+++ Input +++

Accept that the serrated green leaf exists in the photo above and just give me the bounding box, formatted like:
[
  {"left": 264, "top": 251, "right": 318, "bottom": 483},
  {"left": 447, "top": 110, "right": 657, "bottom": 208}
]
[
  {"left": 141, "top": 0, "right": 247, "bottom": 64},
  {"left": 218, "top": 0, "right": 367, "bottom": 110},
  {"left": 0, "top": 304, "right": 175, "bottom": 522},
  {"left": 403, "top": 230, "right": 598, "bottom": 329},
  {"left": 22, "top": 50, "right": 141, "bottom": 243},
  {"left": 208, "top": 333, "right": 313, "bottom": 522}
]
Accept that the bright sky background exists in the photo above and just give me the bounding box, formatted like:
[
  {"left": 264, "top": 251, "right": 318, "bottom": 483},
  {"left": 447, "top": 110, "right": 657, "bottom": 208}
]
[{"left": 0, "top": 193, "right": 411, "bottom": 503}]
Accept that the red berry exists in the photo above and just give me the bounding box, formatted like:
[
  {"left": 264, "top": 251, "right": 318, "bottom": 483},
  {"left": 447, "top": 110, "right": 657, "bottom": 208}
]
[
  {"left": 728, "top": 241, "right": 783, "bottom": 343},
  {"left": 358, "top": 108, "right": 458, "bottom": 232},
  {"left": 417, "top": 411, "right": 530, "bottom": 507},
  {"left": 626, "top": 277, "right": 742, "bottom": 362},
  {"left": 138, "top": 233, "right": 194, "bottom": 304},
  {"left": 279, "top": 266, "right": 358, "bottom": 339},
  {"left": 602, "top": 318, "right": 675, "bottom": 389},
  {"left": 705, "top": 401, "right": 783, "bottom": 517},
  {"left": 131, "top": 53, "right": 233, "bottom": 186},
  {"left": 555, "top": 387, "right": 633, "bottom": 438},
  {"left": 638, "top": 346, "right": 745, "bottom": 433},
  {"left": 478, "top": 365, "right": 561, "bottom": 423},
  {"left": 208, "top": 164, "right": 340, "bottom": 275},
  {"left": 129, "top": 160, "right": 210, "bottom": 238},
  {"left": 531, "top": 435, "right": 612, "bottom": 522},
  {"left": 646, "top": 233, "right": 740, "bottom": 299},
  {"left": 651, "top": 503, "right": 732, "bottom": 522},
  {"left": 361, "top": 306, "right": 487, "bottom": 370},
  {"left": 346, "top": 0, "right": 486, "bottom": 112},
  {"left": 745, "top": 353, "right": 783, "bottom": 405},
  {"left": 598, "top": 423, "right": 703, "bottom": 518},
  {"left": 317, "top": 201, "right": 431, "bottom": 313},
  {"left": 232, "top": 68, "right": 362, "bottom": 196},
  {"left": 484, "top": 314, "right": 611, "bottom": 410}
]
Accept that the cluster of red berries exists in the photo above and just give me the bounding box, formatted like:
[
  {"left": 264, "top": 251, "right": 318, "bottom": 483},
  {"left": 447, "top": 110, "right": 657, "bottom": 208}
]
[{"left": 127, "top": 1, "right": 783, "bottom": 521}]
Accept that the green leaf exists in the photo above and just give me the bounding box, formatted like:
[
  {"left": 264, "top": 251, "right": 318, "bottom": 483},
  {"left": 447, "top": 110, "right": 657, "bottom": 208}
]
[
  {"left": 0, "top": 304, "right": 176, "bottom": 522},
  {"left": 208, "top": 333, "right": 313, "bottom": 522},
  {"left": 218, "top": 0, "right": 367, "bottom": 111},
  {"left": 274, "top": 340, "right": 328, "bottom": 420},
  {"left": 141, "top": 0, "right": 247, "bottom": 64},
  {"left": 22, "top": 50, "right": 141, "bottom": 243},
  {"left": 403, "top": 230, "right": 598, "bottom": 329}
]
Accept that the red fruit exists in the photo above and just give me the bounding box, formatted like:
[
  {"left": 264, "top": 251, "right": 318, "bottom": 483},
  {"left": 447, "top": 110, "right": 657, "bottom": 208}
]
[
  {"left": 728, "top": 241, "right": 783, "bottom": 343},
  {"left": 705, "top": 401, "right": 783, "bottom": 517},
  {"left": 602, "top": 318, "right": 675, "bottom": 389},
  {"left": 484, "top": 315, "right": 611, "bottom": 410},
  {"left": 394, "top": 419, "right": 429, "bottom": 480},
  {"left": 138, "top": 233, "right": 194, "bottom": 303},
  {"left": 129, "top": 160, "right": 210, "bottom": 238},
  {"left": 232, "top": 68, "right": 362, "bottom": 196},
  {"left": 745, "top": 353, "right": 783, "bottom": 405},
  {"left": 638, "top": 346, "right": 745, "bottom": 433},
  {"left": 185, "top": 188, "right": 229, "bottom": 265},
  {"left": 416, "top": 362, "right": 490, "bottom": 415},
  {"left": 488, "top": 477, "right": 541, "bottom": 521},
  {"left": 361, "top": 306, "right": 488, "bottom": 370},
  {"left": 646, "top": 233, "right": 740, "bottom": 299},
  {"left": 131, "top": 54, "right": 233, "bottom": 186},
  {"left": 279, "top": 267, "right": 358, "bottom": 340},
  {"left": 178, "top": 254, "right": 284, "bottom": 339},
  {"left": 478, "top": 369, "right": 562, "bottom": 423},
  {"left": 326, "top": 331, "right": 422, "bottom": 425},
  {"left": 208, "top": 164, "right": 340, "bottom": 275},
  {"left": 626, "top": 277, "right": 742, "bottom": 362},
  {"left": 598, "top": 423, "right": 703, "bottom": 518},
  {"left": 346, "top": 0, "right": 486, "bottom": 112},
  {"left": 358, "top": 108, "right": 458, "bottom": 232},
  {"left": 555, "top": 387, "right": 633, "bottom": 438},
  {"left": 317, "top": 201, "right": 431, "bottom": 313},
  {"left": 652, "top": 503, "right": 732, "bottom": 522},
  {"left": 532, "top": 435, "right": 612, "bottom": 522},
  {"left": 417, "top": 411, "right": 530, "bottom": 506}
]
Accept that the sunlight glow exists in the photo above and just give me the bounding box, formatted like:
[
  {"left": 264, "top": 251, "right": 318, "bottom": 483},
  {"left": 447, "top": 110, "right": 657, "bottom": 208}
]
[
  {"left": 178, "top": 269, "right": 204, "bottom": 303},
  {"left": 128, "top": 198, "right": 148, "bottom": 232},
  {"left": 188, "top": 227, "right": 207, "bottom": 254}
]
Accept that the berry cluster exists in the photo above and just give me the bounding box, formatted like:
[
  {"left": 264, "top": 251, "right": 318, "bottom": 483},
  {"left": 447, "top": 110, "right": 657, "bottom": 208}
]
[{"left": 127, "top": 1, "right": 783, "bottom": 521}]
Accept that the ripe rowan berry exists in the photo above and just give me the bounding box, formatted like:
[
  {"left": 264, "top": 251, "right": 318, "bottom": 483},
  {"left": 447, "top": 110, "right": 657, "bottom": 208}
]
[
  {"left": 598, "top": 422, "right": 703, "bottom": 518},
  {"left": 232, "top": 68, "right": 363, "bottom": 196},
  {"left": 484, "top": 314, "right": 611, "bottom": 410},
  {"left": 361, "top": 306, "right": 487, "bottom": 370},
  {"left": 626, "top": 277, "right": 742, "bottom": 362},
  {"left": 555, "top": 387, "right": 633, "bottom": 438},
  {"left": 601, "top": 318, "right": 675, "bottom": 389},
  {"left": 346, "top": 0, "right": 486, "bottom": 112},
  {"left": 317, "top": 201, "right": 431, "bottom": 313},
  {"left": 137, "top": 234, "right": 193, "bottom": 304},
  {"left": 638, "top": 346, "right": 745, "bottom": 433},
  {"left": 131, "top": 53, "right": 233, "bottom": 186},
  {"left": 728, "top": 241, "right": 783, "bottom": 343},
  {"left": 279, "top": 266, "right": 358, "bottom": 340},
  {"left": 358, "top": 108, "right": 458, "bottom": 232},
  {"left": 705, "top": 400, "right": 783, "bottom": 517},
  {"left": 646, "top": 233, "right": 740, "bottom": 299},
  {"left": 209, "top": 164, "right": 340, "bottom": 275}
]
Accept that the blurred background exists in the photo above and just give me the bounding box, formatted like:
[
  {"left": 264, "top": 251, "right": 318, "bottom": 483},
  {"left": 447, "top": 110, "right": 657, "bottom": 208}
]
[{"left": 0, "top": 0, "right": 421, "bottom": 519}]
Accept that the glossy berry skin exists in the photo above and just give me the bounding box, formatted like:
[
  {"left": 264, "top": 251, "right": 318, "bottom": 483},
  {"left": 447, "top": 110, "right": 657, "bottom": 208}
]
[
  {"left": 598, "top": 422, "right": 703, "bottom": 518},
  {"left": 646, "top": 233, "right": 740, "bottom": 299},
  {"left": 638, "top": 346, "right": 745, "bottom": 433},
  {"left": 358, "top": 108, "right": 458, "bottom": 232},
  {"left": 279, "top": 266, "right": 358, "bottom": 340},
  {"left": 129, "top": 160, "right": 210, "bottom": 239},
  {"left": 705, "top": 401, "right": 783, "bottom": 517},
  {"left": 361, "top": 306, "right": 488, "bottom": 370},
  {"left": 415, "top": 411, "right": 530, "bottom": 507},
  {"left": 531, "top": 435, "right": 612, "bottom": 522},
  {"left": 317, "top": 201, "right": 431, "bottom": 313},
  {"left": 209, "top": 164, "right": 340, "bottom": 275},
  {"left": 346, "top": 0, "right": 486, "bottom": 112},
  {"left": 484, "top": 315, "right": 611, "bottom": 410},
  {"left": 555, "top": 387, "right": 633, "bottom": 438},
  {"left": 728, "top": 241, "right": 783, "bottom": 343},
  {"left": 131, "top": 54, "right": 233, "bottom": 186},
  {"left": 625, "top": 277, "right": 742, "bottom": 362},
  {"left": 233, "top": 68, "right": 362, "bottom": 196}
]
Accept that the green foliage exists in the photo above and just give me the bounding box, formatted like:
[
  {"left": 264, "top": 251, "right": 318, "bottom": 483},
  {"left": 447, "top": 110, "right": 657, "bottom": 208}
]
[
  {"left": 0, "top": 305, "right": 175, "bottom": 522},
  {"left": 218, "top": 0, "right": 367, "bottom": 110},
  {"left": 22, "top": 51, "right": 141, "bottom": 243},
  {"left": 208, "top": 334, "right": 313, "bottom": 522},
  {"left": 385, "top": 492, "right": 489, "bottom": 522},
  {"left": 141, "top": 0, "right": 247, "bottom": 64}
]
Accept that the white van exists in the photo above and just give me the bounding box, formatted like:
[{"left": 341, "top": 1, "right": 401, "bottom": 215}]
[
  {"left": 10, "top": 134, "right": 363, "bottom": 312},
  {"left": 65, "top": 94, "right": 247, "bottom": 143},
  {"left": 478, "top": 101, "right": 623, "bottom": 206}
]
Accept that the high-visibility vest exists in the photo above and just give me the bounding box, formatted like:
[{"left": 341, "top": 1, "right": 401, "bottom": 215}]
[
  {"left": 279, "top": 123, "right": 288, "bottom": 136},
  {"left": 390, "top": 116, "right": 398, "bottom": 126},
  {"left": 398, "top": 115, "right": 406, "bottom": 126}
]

+++

# Task details
Could you state how many lines of the data include the word "leaf"? Only the number is needed.

# Exercise output
2